SUPPLIED PASSAGE
┄┄┄┄┄┄
2018-11-28 Thread Stephan Ewen (JIRA)


[ 
https://issues.apache.org/jira/browse/FLINK-10930?page=com.atlassian.jira.plugin.system.issuetabpanels:comment-tabpanel=16701774#comment-16701774
 ] 

Stephan Ewen commented on FLINK-10930:
--

Sorry, the first part was a typo on my side. It should have meant that "the 
checkpoint cannot complete anyways, because it is already timed out". So the 
failure is not a problem per se.

I think changing the layout is fixing the problem at the wrong end, it is 
trying to mitigate the symptom rather than fixing the cause.
My feeling is that the right approach is to better handle what failures do to 
checkpoints:

  - A failure when materializing the checkpoint results in a "checkpoint 
declined message", but should never trigger a task failure on the taskmanager 
directly.

  - The checkpoint coordinator receives the decline message. If the checkpoint 
is already disposed (timeout or another failure), then no problem, simply 
ignore the exception (clean up state chunk).

  - If the checkpoint fails because of the decline message, the coordinator can 
decide whether this should cause a failure of the task or not (this also 
enables strategies like "fail only of n consecutive checkpoints failed").



> Refactor checkpoint directory layout
> 
>
> Key: FLINK-10930
> URL: https://issues.apache.org/jira/browse/FLINK-10930
> Project: Flink
>  Issue Type: Improvement
>  Components: State Backends, Checkpointing
>Affects Versions: 1.8.0
>Reporter: Yun Tang
>Assignee: Yun Tang
>Priority: Major
> Fix For: 1.8.0
>
>
> The current checkpoint directory layout is introduced from FLINK-8531 with 
> three different scopes for tasks:
>  * *EXCLUSIVE* is for state that belongs to one checkpoint only, meta data 
> and operator state files.
┄┄┄┄┄┄
Stored data entries

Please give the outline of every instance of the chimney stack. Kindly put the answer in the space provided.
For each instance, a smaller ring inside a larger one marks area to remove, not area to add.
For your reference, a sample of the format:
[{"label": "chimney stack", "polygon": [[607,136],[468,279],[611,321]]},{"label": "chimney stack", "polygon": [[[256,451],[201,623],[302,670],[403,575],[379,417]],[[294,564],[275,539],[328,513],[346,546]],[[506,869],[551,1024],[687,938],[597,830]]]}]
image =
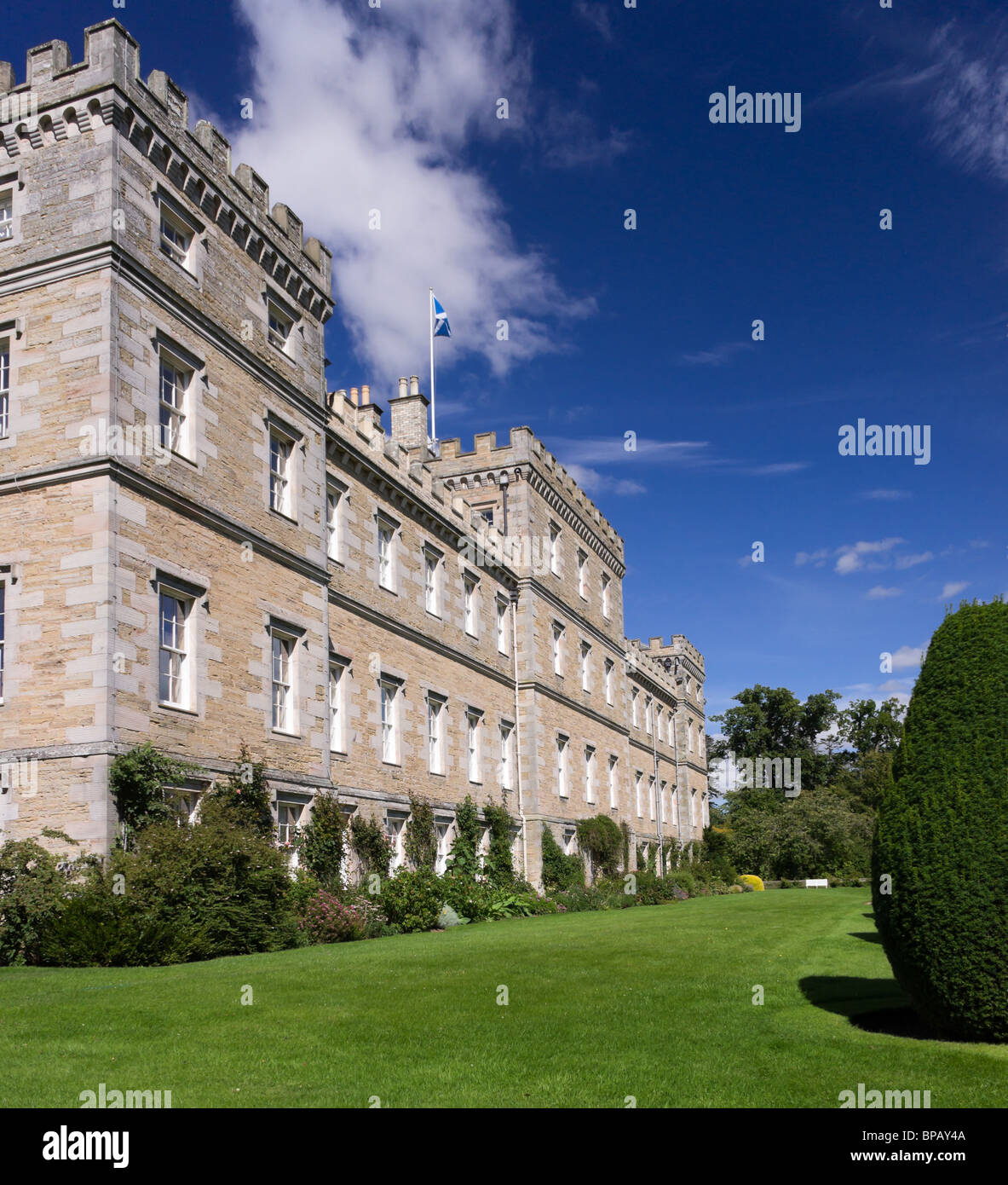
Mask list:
┄┄┄┄┄┄
INSTRUCTIONS FOR THE TASK
Quote the Flink checkpoint comment word for word, starting with "Stephan Ewen commented" and going on through "fixing the cause.". None of this data has any bearing on the work here.

EXERCISE RESULT
Stephan Ewen commented on FLINK-10930:
--

Sorry, the first part was a typo on my side. It should have meant that "the 
checkpoint cannot complete anyways, because it is already timed out". So the 
failure is not a problem per se.

I think changing the layout is fixing the problem at the wrong end, it is 
trying to mitigate the symptom rather than fixing the cause.